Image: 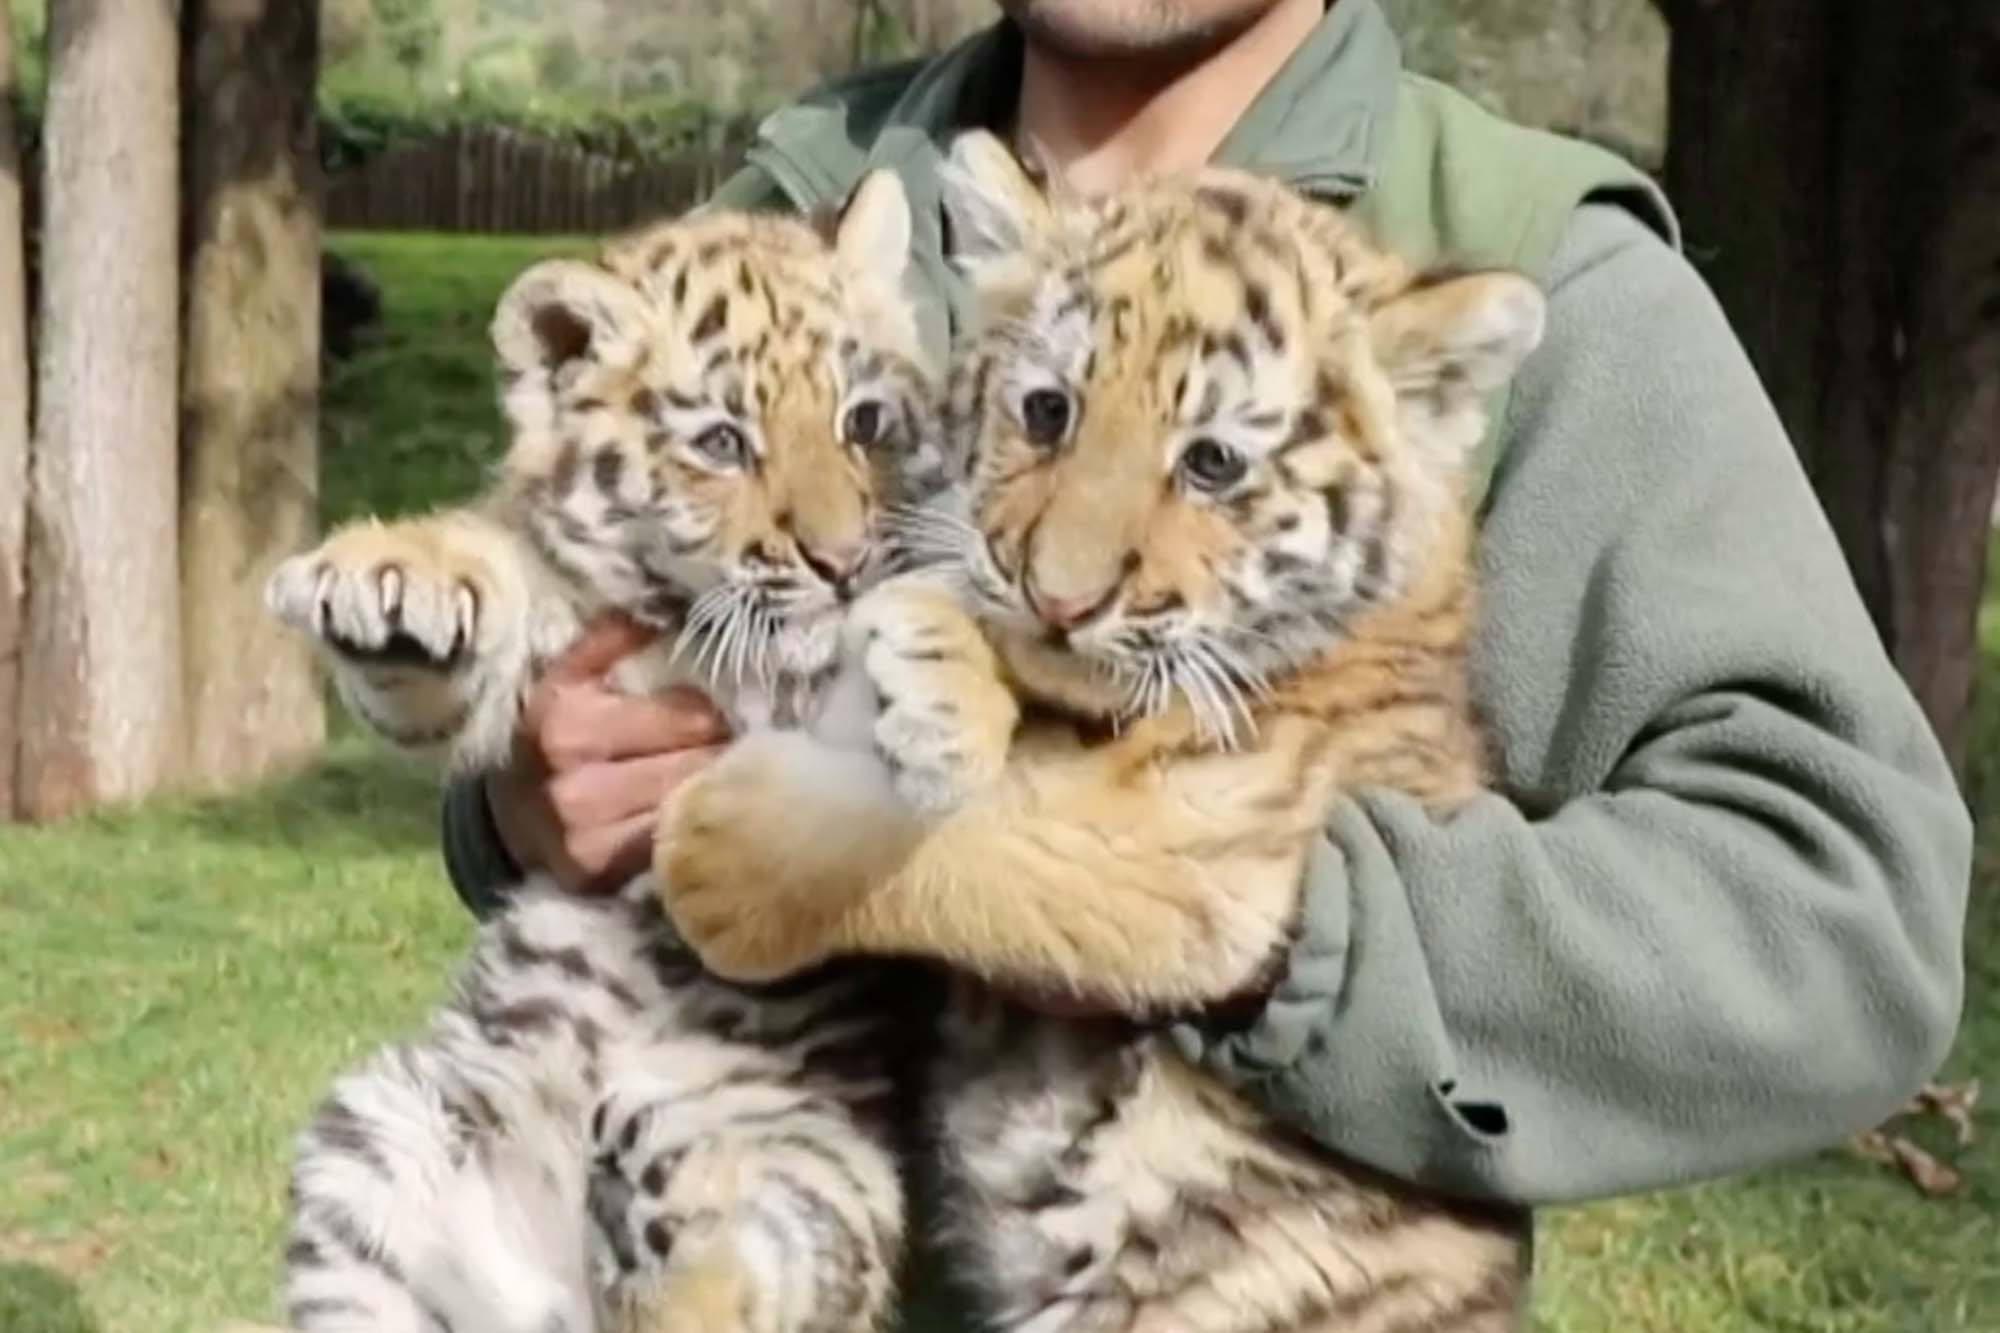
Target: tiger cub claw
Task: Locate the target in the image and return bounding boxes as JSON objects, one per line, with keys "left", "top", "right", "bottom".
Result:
{"left": 847, "top": 577, "right": 1018, "bottom": 817}
{"left": 266, "top": 519, "right": 500, "bottom": 670}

^^^^

_Task details_:
What you return should match the material line for line, with the images removed.

_Solved exercise_:
Image: 
Target: tiger cub claw
Task: Locate the target in the image and return bounding boxes as JSON objects, one per line, with keys "left", "top", "right", "bottom".
Result:
{"left": 847, "top": 577, "right": 1018, "bottom": 817}
{"left": 266, "top": 519, "right": 500, "bottom": 670}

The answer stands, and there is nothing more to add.